++++ Data extract

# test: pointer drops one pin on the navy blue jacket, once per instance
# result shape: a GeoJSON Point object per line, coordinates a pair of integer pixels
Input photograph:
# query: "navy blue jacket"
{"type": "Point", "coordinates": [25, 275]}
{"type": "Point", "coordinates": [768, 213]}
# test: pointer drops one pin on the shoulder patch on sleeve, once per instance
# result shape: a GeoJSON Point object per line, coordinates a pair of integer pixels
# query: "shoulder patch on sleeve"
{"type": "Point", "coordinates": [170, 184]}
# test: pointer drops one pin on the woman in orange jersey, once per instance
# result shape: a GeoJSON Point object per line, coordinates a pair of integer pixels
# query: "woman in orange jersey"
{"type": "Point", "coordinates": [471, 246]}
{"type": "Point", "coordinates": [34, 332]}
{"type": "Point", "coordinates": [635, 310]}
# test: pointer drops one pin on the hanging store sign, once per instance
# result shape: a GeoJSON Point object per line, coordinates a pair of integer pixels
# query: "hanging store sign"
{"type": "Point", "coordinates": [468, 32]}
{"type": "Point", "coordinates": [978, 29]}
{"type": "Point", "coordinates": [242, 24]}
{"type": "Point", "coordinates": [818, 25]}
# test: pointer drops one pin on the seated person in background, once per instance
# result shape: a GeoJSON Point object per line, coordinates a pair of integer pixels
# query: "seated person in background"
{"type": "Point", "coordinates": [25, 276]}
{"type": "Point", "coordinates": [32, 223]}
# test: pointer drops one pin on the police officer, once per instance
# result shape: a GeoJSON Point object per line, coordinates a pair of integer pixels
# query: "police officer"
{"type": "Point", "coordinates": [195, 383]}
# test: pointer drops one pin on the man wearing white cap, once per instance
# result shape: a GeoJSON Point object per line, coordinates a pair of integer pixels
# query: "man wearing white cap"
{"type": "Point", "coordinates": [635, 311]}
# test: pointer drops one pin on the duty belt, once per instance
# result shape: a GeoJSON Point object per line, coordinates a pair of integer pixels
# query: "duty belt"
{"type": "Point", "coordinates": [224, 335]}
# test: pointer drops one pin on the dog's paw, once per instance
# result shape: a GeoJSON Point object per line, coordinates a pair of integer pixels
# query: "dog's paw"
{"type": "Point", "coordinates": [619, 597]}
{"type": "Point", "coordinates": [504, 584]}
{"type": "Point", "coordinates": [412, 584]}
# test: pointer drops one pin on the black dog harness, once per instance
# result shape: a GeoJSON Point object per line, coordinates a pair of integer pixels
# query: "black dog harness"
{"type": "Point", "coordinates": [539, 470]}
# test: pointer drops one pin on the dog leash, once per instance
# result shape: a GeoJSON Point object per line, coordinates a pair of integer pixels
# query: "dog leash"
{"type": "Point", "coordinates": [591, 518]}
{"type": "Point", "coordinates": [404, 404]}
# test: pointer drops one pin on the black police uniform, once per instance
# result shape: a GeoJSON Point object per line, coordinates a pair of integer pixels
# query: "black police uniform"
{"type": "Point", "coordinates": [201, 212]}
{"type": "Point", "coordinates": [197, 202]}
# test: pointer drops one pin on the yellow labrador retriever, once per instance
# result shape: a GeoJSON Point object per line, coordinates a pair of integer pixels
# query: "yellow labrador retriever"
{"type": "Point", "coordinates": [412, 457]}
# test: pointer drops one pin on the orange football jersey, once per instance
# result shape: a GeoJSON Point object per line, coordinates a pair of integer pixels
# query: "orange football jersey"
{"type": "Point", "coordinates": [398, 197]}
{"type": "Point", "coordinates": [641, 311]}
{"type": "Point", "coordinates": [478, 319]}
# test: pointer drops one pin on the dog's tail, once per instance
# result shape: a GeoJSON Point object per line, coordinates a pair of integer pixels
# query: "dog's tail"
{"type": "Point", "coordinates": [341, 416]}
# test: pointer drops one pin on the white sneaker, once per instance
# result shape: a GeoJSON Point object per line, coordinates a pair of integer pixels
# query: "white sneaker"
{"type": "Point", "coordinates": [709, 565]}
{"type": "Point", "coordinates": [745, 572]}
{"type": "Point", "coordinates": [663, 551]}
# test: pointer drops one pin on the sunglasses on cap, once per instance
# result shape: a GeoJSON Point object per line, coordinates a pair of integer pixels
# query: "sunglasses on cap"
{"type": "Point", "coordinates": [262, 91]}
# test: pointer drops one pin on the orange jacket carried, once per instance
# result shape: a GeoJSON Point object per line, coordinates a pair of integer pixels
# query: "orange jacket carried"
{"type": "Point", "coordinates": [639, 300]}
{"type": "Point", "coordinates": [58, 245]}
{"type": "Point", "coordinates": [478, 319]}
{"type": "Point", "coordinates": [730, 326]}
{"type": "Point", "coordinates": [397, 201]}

++++++++

Task directions:
Using the data above, repeat exactly the lines that begin at the line with "# test: pointer drops one pin on the shoulder" and end at the line with "# test: pointer drops one pin on the hanging", both ends included.

Result below:
# test: pointer drops one pin on the shoulder patch on sleeve, once per instance
# result shape: a GeoJSON Point object per line, coordinates a pair of integer pixels
# query: "shoulder patch on sleeve"
{"type": "Point", "coordinates": [170, 184]}
# test: pointer drops one pin on the woman in orange jersey, once per instance
# result shape: a GeoJSON Point object per line, coordinates a pair of integer pixels
# query: "woman in orange jersey"
{"type": "Point", "coordinates": [471, 246]}
{"type": "Point", "coordinates": [34, 332]}
{"type": "Point", "coordinates": [635, 310]}
# test: pointer drops one pin on the hanging store sign, once per instance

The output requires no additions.